Objective:
Copy word for word the stretch of lines below that opens with the line containing "the white paper" and closes with the line containing "x=193, y=657", both of those lines included.

(Items taken from a dataset)

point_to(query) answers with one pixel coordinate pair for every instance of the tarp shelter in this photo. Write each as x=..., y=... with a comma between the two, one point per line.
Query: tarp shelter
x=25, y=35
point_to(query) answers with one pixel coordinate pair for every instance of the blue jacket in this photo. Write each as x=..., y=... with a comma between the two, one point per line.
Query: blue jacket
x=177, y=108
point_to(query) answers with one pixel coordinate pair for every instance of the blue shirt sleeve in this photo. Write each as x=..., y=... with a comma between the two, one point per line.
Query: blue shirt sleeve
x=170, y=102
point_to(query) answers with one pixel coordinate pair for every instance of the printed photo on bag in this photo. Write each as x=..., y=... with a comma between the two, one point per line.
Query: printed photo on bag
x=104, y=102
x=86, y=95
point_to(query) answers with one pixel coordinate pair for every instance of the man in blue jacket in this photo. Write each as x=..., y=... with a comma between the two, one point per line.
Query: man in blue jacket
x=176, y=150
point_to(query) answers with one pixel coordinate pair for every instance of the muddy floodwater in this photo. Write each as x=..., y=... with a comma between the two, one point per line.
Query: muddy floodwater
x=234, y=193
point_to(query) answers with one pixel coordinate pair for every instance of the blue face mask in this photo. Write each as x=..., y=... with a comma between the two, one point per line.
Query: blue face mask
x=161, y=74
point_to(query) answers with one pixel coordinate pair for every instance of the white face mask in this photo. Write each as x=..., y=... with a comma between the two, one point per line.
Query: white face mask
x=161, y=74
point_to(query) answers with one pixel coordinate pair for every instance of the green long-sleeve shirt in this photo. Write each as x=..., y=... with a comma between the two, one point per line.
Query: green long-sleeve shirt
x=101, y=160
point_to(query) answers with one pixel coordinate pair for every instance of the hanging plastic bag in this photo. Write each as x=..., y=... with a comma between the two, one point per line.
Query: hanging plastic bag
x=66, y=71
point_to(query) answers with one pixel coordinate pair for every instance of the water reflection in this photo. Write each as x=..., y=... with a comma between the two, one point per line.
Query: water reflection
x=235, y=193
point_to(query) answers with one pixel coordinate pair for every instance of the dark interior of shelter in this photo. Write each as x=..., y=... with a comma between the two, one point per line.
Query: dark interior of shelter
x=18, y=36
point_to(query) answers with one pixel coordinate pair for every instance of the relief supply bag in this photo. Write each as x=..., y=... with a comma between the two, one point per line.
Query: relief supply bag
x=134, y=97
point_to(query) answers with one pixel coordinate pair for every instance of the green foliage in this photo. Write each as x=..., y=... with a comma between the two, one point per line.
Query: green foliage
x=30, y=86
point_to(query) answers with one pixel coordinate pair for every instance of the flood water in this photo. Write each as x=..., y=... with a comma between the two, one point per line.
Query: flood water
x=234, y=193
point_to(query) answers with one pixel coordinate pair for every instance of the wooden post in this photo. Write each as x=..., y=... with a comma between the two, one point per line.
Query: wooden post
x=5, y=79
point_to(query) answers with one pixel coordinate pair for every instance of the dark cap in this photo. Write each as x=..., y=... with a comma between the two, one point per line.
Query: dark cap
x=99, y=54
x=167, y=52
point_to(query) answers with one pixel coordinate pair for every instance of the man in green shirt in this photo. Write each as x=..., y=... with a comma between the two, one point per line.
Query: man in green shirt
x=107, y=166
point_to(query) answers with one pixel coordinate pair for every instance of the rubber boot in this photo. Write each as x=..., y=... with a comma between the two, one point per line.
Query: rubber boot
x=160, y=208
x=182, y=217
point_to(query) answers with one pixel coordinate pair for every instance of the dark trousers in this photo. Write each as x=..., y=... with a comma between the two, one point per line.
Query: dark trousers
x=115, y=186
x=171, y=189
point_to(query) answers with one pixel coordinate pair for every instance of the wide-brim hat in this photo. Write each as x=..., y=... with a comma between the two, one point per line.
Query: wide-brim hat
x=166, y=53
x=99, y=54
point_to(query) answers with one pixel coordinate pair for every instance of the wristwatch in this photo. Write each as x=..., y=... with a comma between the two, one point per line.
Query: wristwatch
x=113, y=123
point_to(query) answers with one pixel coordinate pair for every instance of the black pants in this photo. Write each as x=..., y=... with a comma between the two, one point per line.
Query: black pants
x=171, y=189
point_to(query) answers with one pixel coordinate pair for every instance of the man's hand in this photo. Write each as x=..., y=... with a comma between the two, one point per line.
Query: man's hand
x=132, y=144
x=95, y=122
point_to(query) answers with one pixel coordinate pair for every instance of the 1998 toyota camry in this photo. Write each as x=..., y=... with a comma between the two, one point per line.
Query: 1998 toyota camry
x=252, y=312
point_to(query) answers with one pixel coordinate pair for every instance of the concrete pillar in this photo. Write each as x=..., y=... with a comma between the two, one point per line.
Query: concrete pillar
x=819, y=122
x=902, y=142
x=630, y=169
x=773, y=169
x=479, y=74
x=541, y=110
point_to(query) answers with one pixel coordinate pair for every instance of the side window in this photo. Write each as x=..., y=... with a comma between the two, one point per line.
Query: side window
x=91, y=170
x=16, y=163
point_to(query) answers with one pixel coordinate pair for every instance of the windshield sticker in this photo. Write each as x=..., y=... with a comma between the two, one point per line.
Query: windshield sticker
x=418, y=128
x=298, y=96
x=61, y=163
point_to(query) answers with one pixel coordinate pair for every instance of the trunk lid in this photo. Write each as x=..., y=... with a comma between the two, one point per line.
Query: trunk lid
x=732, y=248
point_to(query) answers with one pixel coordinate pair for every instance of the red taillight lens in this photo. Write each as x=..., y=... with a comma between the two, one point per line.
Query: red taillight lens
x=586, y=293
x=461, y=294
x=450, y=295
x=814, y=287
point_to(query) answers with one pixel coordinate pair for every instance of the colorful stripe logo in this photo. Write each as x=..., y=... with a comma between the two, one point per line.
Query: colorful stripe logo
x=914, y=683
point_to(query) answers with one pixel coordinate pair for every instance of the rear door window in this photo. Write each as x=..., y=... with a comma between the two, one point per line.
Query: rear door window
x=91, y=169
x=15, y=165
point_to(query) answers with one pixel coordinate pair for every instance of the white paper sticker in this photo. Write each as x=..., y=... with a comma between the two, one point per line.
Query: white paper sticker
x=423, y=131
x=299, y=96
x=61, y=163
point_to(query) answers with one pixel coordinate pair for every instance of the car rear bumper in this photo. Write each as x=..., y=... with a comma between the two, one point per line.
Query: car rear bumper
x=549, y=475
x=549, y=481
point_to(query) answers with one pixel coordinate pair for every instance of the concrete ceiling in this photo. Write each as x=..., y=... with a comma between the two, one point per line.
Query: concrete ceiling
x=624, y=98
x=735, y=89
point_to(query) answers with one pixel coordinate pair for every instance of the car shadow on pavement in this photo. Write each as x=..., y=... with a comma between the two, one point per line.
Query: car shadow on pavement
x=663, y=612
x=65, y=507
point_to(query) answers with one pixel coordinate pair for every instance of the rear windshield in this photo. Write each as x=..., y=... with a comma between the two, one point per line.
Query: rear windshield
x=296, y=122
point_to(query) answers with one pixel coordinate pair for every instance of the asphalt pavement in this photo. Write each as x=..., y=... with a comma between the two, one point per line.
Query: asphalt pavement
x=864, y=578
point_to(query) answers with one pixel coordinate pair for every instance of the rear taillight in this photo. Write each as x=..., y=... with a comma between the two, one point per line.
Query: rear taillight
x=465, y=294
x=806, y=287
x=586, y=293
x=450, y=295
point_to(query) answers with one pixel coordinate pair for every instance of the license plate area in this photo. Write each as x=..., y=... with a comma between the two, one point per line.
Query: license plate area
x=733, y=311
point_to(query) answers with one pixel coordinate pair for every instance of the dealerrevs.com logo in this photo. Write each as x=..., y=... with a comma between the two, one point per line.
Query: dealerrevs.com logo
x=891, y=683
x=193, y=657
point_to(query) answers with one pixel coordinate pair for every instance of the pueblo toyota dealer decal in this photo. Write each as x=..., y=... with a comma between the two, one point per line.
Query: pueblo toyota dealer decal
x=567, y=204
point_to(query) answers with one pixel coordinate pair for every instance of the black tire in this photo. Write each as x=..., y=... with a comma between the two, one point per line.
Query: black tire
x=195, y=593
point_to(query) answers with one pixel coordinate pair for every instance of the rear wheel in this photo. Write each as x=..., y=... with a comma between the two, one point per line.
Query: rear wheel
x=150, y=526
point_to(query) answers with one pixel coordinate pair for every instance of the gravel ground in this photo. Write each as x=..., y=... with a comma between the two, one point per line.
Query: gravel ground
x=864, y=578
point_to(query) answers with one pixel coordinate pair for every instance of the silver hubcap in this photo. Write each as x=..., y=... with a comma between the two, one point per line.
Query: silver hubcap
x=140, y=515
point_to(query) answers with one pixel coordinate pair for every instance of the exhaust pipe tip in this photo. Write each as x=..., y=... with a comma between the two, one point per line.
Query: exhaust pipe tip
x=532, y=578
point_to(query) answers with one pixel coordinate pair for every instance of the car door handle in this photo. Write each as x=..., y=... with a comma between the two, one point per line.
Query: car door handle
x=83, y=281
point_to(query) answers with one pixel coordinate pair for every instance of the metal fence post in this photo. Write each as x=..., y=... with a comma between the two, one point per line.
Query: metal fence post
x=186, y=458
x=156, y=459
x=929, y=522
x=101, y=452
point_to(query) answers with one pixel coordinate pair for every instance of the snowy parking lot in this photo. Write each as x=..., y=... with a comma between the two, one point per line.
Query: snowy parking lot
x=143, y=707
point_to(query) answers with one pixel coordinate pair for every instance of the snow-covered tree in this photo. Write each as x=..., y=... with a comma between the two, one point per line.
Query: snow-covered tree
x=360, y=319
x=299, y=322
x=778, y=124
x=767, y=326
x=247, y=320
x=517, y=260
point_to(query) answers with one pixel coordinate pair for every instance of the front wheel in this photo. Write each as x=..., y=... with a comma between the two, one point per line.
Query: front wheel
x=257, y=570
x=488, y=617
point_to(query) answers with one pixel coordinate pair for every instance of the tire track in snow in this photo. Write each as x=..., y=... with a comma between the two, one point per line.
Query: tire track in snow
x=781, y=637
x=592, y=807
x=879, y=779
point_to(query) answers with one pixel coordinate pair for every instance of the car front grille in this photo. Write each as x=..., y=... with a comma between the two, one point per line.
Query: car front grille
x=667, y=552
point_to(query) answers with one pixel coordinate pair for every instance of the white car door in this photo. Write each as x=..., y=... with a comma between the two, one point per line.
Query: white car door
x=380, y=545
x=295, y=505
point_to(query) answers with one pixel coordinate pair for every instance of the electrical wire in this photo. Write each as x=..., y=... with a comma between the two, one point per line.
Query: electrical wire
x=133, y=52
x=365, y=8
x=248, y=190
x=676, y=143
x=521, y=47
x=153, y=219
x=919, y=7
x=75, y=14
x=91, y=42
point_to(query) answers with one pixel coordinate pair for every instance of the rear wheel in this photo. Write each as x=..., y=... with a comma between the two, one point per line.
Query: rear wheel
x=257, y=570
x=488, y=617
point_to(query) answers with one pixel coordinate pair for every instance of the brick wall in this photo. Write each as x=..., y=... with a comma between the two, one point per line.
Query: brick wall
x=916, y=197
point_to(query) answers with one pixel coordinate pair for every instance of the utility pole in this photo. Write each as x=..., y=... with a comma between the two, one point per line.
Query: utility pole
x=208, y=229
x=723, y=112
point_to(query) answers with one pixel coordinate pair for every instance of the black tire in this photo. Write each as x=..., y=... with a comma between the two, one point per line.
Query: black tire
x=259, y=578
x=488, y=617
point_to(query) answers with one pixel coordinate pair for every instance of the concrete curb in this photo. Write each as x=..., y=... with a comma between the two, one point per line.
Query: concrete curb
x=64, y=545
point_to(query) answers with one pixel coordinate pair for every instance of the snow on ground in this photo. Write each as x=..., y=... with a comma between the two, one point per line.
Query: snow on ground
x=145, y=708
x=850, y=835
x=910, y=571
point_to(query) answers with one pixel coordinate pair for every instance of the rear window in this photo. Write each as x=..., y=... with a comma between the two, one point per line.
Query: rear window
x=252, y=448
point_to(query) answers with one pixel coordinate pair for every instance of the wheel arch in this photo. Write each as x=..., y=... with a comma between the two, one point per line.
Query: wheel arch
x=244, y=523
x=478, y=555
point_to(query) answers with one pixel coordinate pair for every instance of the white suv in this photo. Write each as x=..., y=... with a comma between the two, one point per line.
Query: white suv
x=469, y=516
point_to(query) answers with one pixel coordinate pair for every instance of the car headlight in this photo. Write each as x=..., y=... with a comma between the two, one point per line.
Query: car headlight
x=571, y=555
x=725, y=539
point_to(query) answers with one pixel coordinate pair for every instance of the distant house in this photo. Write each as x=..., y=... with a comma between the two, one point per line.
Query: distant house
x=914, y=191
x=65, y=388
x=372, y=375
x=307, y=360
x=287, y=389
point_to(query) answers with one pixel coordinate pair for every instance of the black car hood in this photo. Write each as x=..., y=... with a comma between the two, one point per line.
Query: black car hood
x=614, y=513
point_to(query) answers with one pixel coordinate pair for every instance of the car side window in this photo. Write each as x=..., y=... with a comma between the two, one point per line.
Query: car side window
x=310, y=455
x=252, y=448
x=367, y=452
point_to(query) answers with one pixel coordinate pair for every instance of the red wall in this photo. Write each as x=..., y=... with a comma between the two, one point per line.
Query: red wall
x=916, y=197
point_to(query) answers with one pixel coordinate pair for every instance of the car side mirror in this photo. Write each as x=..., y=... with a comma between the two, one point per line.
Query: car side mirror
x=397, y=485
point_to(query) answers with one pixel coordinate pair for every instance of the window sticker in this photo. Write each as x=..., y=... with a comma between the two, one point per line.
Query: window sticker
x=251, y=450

Reply:
point_to(query) answers with one pixel coordinate pair for every instance of the white paper sticker in this photo. Write each as x=..., y=... with a comma between the two, one point per line.
Query: white paper sticker
x=423, y=131
x=299, y=96
x=61, y=163
point_to(query) answers with one pixel coordinate pair for every instance of the car rear bumper in this photo. Write each as x=..., y=... with a comma between the two, one point per line.
Query: car rear bumper
x=549, y=475
x=549, y=481
point_to(query) answers with one pixel coordinate pair for every instance of the concrete ceiling in this photo. Write each as x=..., y=... with a comma between the two, one point per line.
Query: concrete ceiling
x=624, y=98
x=735, y=89
point_to(query) answers with one pixel coordinate pair for every instance of the car shadow on pavement in this photo. Write each as x=..., y=... with a comma between the two, one point per line.
Query: car shadow on pavement
x=663, y=612
x=65, y=507
point_to(query) answers with one pixel coordinate pair for every instance of the rear windshield in this photo. Write each as x=..., y=... with a comma between the two, one point per line.
Query: rear windshield
x=296, y=122
point_to(query) answers with one pixel coordinate pair for every instance of the asphalt pavement in this photo. Write each as x=..., y=... with a comma between the two, one point per line.
Query: asphalt pavement
x=864, y=578
point_to(query) answers with one pixel coordinate pair for every instance of the rear taillight in this photo. Write each as x=..., y=... with a comma between the two, one point per line.
Query: rear taillight
x=465, y=294
x=806, y=287
x=586, y=293
x=450, y=295
point_to(query) answers with one pixel coordinate pair for every instance of the license plate area in this photo. Write each as x=..., y=... with a comma between the two, one point per line.
Query: license plate area
x=733, y=311
point_to(query) answers with one pixel coordinate pair for every instance of the dealerrevs.com logo in this photo. Write each as x=..., y=... with a comma between the two, one point per line.
Query: dealerrevs.com logo
x=891, y=683
x=193, y=657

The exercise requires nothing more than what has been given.